_TASK GOAL_: Would you give all of the records again, exactly as they read?

━━━━━━━━━━━━━━━━━━━━━━━━━━━━━━

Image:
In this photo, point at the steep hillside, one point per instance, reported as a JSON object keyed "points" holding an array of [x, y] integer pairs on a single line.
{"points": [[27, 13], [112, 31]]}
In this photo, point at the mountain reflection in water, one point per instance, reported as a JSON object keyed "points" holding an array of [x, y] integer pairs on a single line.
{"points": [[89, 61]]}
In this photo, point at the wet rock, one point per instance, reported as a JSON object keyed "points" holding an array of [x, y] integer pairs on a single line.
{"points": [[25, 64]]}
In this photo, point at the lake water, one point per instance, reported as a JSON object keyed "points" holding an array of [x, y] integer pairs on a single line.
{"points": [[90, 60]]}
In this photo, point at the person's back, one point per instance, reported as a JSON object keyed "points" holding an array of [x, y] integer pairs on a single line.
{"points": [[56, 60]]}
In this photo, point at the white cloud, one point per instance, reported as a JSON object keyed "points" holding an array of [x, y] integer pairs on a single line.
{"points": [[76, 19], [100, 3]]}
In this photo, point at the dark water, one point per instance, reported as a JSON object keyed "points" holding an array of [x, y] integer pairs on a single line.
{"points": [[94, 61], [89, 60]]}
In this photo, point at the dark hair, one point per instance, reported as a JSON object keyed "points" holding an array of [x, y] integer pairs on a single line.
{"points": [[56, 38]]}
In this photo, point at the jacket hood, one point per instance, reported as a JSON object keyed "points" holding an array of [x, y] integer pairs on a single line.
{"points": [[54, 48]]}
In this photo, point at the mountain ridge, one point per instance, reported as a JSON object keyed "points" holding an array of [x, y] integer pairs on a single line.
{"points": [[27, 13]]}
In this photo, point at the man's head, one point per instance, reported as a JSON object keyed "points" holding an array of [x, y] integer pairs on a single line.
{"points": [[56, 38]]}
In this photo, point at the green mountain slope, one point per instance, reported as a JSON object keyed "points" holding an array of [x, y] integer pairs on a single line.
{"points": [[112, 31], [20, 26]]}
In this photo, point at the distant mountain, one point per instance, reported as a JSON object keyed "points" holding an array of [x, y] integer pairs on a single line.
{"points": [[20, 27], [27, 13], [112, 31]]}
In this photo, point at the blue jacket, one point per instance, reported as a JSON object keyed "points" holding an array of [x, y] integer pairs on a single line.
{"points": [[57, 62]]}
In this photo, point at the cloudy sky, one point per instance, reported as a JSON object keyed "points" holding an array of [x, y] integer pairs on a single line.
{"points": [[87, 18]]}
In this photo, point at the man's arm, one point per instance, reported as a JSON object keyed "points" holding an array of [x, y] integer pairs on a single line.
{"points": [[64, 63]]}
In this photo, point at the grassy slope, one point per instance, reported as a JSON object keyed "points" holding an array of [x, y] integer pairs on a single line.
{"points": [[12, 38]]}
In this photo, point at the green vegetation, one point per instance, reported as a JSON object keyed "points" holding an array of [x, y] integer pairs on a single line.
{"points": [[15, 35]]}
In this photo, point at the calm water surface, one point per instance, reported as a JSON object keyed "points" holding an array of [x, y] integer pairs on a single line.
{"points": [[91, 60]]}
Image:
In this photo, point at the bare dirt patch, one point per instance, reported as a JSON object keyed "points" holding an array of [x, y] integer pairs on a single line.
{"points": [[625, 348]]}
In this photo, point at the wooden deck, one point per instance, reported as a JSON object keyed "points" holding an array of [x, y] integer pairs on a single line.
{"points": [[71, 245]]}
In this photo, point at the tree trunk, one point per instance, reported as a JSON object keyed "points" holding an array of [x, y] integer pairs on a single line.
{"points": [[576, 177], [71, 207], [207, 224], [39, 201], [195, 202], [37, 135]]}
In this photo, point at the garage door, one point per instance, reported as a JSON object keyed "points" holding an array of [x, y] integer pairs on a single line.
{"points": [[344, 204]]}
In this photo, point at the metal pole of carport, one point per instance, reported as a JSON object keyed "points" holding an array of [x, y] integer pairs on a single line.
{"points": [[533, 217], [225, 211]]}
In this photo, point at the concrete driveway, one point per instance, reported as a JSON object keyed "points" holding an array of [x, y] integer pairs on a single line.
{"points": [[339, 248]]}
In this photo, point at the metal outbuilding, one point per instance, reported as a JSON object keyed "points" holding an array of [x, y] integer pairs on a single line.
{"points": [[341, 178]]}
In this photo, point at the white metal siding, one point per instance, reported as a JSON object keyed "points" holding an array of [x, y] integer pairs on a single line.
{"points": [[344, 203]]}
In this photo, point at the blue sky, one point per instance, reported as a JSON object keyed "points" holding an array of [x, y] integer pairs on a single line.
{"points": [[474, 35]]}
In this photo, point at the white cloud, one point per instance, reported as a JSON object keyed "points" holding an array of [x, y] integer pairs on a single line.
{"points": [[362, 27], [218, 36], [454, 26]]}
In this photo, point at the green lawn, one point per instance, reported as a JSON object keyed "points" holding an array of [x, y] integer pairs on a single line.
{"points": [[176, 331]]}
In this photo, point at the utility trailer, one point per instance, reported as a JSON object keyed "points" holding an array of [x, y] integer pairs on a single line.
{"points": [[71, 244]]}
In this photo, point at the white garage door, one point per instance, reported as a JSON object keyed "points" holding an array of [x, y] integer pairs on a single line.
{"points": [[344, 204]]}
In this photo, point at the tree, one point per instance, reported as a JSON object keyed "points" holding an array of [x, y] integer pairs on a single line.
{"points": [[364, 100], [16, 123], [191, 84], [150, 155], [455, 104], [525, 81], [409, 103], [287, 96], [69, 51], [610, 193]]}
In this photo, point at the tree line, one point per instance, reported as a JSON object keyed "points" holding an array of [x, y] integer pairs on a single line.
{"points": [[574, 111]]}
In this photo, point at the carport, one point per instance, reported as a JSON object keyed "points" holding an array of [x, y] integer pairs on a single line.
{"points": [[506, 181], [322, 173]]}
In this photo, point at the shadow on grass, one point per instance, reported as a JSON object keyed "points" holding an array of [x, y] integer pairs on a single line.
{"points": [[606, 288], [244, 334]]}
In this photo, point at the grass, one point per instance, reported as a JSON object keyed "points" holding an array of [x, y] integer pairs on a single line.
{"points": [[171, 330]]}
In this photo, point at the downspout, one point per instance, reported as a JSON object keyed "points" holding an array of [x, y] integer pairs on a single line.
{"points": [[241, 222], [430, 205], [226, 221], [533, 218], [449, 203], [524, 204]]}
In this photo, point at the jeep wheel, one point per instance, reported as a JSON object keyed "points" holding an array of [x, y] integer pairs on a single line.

━━━━━━━━━━━━━━━━━━━━━━━━━━━━━━

_ANSWER TO THIS EXERCISE_:
Image:
In this photo, point at the steep hillside, one point per instance, reported as a JSON object keyed "points" holding an array of [x, y] integer pairs on a single line.
{"points": [[27, 13], [112, 31]]}
In this photo, point at the mountain reflection in water, one point per instance, reported as a JSON object keyed "points" holding an array of [x, y] integer pairs on a single line.
{"points": [[89, 61]]}
In this photo, point at the wet rock, one point per instance, reported as a JSON object keyed "points" holding an array of [x, y] integer pairs on a single line.
{"points": [[25, 64]]}
In this photo, point at the lake water, one point per instance, reported as a JSON object keyed "points" holding an array of [x, y] integer pairs on a single line.
{"points": [[90, 60]]}
In this photo, point at the person's back, one point per instance, reported as a JSON object keyed "points" holding an array of [x, y] integer pairs on a single line.
{"points": [[56, 60]]}
In this photo, point at the white cloud, one point per instance, reported as a JSON object keyed "points" holding an array of [x, y] integer pairs on a single line.
{"points": [[76, 19], [100, 3]]}
In this photo, point at the dark water, one point per instance, reported as a JSON object keyed "points" holding an array of [x, y] integer pairs on a single line.
{"points": [[94, 61], [89, 60]]}
In this photo, point at the dark hair, one point per instance, reported as a JSON object keyed "points" holding an array of [x, y] integer pairs on a single line.
{"points": [[56, 38]]}
In this photo, point at the jacket hood, one point per instance, reported as a JSON object keyed "points" holding an array of [x, y] integer pairs on a single line.
{"points": [[54, 48]]}
In this photo, point at the mountain ridge, one point per instance, reported as a JSON object keyed "points" holding an array of [x, y] integer pairs on a single line.
{"points": [[27, 13]]}
In this photo, point at the man's head, one point per instance, reported as a JSON object keyed "points" holding an array of [x, y] integer pairs on a single line.
{"points": [[56, 38]]}
In this photo, point at the green mountain slope, one point per instance, reported as a JSON object keyed "points" holding an array of [x, y] integer pairs on a single line.
{"points": [[112, 31], [20, 26]]}
In this photo, point at the distant mountain, one point per instance, reported as a JSON object keyed "points" holding an array of [x, y] integer pairs on a single line.
{"points": [[20, 27], [27, 13], [112, 31]]}
In this photo, point at the blue jacket, one point per instance, reported as a JSON object keyed "points" holding an array of [x, y] integer pairs on a single line.
{"points": [[57, 62]]}
In this photo, point at the cloudy sky, one point per instance, reported as a JSON object keyed "points" holding an array of [x, y] integer pairs on a single line.
{"points": [[87, 18]]}
In this photo, point at the man's arm, one point per instance, reported as a JSON object keyed "points" holding an array of [x, y] integer pairs on a single line.
{"points": [[64, 63]]}
In this photo, point at the grassy slope, one point per instance, reported as a JSON object keyed "points" holding an array of [x, y] integer pairs on a single line.
{"points": [[12, 38]]}
In this photo, point at the green vegetation, one point per instance, reported as a JSON object keyed "points" holding an array of [x, y] integer pairs on a single line.
{"points": [[15, 35]]}
In this photo, point at the calm water surface, one point per instance, reported as a JSON object keyed "points" holding an array of [x, y] integer pairs on a single line.
{"points": [[91, 60]]}
Image:
In this photo, point at the bare dirt patch, one point per instance, reported as a JSON object keyed "points" holding an array of [x, y] integer pairs on a single line.
{"points": [[625, 348]]}
In this photo, point at the wooden deck, one point per instance, reported as a JSON object keyed "points" holding an array of [x, y] integer pairs on a single line.
{"points": [[71, 245]]}
In this photo, point at the tree trunk, one point per instance, reported as a JSON object keyed "points" holding an array of [x, y] integer pairs on a single line.
{"points": [[576, 177], [71, 207], [207, 224], [39, 201], [195, 202], [37, 135]]}
In this photo, point at the garage door, one point per instance, reported as a JSON object keyed "points" holding an array of [x, y] integer pairs on a single line.
{"points": [[344, 204]]}
In this photo, point at the metal pole of carport, one point per instance, reported as a JSON object keyed "points" holding an array of [x, y] integer pairs on a single line.
{"points": [[533, 217], [225, 211]]}
In this photo, point at the concrete driveway, one point per instance, reported as a JSON object keyed "points" holding an array of [x, y] integer pairs on a single line.
{"points": [[339, 248]]}
In this photo, point at the metal outbuilding, one point per instance, reported as a JSON object keyed "points" holding an array of [x, y] integer pairs on a single line.
{"points": [[341, 178]]}
In this photo, point at the white metal siding, one point per instance, reported as a JSON object keyed "points" holding an array of [x, y] integer pairs on a single line.
{"points": [[344, 203]]}
In this photo, point at the blue sky, one point per instance, reported as a JSON object keyed "points" holding an array of [x, y] integer pairs on a single line.
{"points": [[474, 35]]}
In this photo, point at the white cloud, one point per instance, reported as a JSON object keyed "points" holding an array of [x, y] integer pairs on a single line.
{"points": [[362, 27], [218, 36], [454, 26]]}
In this photo, point at the green lawn, one point per instance, reported as a JSON object keyed "points" holding an array of [x, y] integer pairs on a single line.
{"points": [[176, 331]]}
In this photo, point at the utility trailer, one point per instance, reported as a JSON object keyed "points" holding an array of [x, y] integer pairs on a single line.
{"points": [[71, 244]]}
In this photo, point at the white garage door, one point per instance, reported as a JSON object keyed "points" holding an array of [x, y] integer pairs on a single line.
{"points": [[344, 204]]}
In this photo, point at the tree, one point per instance, reported as a JSON object keyed "points" holding an array of [x, y] integer pairs on a single line.
{"points": [[364, 100], [16, 123], [191, 84], [150, 155], [455, 104], [525, 81], [409, 103], [287, 96], [69, 51], [610, 193]]}
In this photo, point at the tree line, one point per instance, reported as a JSON object keyed "points" holding an array of [x, y] integer pairs on a single line.
{"points": [[574, 111]]}
In this photo, point at the carport, one point per instance, reported as a JSON object keyed "points" holding an array of [x, y] integer pairs on a single line.
{"points": [[506, 181], [322, 173]]}
In this photo, point at the shadow on grass, one point per instance, reported as a JSON object keyed "points" holding an array of [x, y] integer pairs on a single line.
{"points": [[606, 288], [244, 334]]}
In this photo, point at the grass, one point per instance, reported as a JSON object keyed "points" holding an array of [x, y] integer pairs on a single line.
{"points": [[171, 330]]}
In this photo, point at the downspout, one point per instance, reported as a JSON object keyed "points" holding an array of [x, y] integer pairs on a single line.
{"points": [[241, 222], [430, 205], [226, 221], [533, 218], [449, 203], [524, 204]]}
In this photo, point at the jeep wheel, one point per instance, reported as a JSON object keyed "points" holding an array of [x, y] integer pairs on a single line.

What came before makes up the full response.